Extract –
......

After restoring the letters Marchand smoothed and filled contour and eliminated flyspecks and thumbprints with a “paint” program (Time, September 9, 1991 p. 9). In 1998, according to an agreement signed between Tampere University of Technology and the Library of Uppsala University, I scanned the facsimile edition of the Codex Argenteus into 4 CD-ROMs, to be used in my research. In addition, I also received two slides containing photos prepared recently with advance photocopying technology. I converted these slides into a digital form. As part of my work, I have been developing software and making digital restoration of several plates from the facsimile edition. (I elaborated on this subject in 6.3.) The first publication of Ambrosian codices appeared in 1809, prepared by Monsignor (later Cardinal) Angelo Mai and Count Carlo Ottavio Castiglione. The text is in the original Gothic script and is followed by transliteration in Latin fonts. For the Gothic script, Mai & Castiglione used matrices of Junian type, the same type which was given to Oxford University. In Figure 4.6 few lines of from the Ambrosian text featuring Junian’s innovation are displayed. The letters are indeed neat, however, they are inaccurate.

......

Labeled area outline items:
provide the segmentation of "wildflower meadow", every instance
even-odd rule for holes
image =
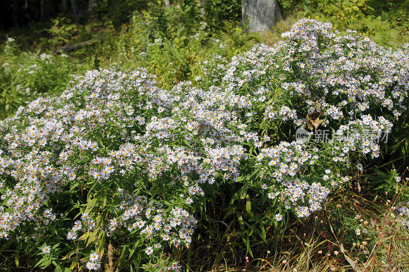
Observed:
[[[274,238],[269,230],[314,220],[384,156],[384,142],[407,133],[409,43],[392,48],[313,19],[281,36],[212,55],[168,88],[160,75],[115,63],[71,76],[60,95],[33,94],[0,120],[0,247],[24,252],[35,269],[195,270],[186,256],[216,212],[209,203],[229,216],[243,202],[236,227],[260,243]],[[28,76],[66,57],[34,58]],[[404,172],[389,178],[403,183]],[[392,204],[393,220],[407,225],[408,207]],[[357,216],[355,237],[376,228]],[[237,237],[243,256],[260,257]],[[372,248],[343,243],[331,256],[369,267]]]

......

Goal –
Carry on the passage about the Gothic codices from where it stops.

Task result –
3.8

Figure 4.6: The Junian type

In Massmann’s edition of the Skeireins (1833), the Gothic fonts are no longer used and the Gothic text is rendered in Latin fonts. The style that eventually had emerged is a combination of Latin and Scandinavian fonts; for example the Gothic letter v is being render with the Scandinavian Thorn þ (the Latin equivalent of th). In 1936, a facsimile addition of the Ambrosian codices was published by Galbiati and de Vries. In my research I use scanned renderings of some of those photos. In early 1960s, the Ambrosiana collection was microfilmed. Of this collection I have scanned one black and white photo of a very good quality, published by Gabriel (1965). It is a rendering of palimpsest, which contains St. Jerome’s Commentary on Isaias, written over Wulfila’s Gothic version of St. Paul Epistle to the Galatians. It appears that more recently the Codex was photographed again. I have seen some of these photos; however, I have not used them in this study.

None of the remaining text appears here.